DATA SUPPLIED |

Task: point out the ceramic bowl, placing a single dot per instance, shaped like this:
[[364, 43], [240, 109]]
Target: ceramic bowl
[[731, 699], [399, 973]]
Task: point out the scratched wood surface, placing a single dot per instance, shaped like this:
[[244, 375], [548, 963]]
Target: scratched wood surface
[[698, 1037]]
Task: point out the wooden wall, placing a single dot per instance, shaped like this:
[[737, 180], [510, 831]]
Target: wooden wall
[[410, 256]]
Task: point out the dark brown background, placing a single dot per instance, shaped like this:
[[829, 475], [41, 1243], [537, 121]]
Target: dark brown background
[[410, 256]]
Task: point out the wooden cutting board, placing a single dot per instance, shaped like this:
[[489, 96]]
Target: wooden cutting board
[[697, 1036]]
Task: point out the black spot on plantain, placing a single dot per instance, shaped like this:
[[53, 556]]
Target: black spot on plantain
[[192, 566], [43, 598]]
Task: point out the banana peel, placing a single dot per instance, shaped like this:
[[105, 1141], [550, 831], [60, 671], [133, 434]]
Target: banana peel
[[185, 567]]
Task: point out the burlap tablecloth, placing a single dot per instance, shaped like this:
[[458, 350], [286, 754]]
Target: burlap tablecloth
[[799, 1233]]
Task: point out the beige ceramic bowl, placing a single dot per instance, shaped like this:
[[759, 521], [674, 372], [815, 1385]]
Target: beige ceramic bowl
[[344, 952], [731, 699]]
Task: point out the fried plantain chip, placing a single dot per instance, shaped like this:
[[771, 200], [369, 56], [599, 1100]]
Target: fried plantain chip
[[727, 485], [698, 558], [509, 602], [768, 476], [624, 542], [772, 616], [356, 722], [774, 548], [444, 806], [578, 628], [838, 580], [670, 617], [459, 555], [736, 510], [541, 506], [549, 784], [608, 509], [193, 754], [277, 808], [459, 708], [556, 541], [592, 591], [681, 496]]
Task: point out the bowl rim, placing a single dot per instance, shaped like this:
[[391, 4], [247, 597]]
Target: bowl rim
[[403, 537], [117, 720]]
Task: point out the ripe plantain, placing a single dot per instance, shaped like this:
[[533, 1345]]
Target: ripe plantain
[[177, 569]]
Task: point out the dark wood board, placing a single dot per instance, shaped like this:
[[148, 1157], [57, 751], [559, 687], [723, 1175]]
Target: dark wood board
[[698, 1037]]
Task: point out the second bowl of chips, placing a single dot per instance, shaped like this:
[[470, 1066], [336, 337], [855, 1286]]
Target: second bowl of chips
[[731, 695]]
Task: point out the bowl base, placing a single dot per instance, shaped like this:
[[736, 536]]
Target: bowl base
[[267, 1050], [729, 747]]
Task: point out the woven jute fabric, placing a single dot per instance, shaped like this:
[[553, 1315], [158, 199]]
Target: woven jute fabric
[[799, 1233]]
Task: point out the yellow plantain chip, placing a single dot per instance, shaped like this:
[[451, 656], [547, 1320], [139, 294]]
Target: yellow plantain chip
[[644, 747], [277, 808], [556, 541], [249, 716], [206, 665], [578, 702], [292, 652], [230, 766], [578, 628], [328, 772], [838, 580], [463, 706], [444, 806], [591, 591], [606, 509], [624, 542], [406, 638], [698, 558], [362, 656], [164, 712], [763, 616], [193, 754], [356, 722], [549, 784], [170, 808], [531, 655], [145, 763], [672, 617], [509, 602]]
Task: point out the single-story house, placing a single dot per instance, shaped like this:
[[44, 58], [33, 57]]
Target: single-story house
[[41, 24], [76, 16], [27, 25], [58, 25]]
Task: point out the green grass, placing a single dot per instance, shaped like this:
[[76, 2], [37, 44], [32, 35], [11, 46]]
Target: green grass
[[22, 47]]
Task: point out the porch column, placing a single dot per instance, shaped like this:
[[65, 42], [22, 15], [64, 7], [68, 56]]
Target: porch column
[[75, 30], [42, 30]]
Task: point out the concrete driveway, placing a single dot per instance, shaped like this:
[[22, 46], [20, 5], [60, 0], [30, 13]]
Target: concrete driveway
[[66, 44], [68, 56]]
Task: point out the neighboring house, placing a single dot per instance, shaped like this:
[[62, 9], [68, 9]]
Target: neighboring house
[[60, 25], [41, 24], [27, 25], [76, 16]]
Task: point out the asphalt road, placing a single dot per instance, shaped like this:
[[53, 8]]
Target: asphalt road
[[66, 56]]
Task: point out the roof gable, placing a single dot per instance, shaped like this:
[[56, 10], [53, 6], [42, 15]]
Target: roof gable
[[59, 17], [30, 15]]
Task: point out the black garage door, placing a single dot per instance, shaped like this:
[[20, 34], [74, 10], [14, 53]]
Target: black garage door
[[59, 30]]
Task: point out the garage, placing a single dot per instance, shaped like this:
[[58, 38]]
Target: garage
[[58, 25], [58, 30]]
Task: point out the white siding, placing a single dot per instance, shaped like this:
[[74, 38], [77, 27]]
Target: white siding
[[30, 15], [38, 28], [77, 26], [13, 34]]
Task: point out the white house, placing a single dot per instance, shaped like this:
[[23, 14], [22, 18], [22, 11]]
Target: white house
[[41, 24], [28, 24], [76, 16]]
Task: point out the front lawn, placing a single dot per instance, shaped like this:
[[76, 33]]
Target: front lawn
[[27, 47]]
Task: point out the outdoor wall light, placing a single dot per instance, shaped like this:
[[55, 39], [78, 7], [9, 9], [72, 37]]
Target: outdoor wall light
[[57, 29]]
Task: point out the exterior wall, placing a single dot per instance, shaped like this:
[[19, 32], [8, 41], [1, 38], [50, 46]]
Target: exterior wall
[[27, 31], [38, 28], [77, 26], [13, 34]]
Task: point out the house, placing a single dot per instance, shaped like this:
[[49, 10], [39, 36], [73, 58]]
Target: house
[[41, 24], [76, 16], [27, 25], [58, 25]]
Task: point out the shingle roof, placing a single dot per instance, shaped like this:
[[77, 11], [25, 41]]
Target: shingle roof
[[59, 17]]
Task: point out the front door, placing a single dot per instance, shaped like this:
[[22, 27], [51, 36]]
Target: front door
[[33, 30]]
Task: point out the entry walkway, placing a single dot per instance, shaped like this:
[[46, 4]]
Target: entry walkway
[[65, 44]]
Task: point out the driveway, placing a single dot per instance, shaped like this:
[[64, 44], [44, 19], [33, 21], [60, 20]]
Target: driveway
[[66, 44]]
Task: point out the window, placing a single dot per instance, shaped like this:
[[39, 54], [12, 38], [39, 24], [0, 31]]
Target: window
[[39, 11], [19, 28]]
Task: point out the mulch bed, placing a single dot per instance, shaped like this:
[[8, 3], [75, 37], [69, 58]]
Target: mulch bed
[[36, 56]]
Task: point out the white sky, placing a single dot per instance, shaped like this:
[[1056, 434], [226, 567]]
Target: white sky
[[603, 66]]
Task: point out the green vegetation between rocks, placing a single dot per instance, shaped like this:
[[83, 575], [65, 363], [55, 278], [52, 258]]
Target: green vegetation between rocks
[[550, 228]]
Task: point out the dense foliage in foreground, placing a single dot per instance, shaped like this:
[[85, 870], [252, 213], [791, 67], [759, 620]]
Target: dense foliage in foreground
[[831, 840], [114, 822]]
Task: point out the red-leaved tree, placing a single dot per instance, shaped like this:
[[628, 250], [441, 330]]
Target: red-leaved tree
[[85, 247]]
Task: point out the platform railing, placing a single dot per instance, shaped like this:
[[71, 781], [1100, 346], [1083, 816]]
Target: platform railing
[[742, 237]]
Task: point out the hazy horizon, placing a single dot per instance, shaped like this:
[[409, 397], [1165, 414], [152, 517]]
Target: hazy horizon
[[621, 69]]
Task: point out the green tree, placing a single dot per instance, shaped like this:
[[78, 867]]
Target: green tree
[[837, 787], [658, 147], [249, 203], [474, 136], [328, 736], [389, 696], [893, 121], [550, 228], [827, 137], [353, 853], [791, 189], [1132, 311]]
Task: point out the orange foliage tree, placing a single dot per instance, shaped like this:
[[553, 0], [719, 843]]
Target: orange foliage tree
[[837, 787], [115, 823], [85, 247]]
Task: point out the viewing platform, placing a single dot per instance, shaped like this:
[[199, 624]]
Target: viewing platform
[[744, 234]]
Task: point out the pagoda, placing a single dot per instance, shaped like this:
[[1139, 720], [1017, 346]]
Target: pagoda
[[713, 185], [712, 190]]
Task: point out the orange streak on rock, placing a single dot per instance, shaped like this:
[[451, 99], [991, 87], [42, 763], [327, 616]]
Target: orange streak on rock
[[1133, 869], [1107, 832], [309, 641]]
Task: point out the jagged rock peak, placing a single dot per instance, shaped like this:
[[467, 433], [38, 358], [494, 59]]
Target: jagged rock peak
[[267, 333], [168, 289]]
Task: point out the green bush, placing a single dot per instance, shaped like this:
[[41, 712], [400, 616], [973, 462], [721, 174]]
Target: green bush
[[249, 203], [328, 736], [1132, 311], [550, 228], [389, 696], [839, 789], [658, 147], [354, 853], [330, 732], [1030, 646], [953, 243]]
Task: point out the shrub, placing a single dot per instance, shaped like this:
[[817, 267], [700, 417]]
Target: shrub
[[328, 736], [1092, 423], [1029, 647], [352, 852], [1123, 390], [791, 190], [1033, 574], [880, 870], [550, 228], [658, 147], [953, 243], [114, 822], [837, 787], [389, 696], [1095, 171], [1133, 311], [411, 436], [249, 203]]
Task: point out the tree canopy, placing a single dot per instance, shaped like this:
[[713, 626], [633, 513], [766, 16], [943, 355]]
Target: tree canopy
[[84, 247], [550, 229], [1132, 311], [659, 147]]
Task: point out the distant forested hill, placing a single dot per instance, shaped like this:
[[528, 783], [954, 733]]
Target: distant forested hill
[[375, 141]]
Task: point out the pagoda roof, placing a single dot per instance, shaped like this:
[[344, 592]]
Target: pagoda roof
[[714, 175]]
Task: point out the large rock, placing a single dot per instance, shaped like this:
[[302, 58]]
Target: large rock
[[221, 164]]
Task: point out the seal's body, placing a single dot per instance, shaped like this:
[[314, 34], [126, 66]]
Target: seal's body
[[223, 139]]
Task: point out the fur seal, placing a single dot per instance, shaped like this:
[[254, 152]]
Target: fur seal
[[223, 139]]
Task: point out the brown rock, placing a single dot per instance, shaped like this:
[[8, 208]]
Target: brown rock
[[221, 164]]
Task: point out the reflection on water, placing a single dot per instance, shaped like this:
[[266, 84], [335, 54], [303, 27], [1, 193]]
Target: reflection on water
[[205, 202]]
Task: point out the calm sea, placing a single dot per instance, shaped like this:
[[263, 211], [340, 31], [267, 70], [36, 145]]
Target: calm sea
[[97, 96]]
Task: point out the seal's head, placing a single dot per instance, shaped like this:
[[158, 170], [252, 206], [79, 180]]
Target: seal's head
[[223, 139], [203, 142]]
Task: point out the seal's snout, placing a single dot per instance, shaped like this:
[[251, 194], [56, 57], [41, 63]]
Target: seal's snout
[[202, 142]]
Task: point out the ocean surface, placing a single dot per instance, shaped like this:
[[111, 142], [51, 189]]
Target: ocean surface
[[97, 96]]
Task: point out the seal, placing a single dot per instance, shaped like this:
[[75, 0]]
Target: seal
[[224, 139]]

WHAT YOU WILL DO | Return, word for word, the stretch of the items that opens with the line containing "Task: point out the seal's head, placing" and closes with the line containing "[[202, 142]]", keeping both of those lines.

ANSWER TO THIS EXERCISE |
Task: point out the seal's head, placing a single dot per instance, shaped like this:
[[158, 170], [252, 206], [79, 180]]
Target: seal's head
[[223, 139], [203, 142]]
Task: point out the seal's snout, placing a single dot per instance, shaped like this:
[[251, 194], [56, 57], [41, 63]]
Target: seal's snout
[[202, 142]]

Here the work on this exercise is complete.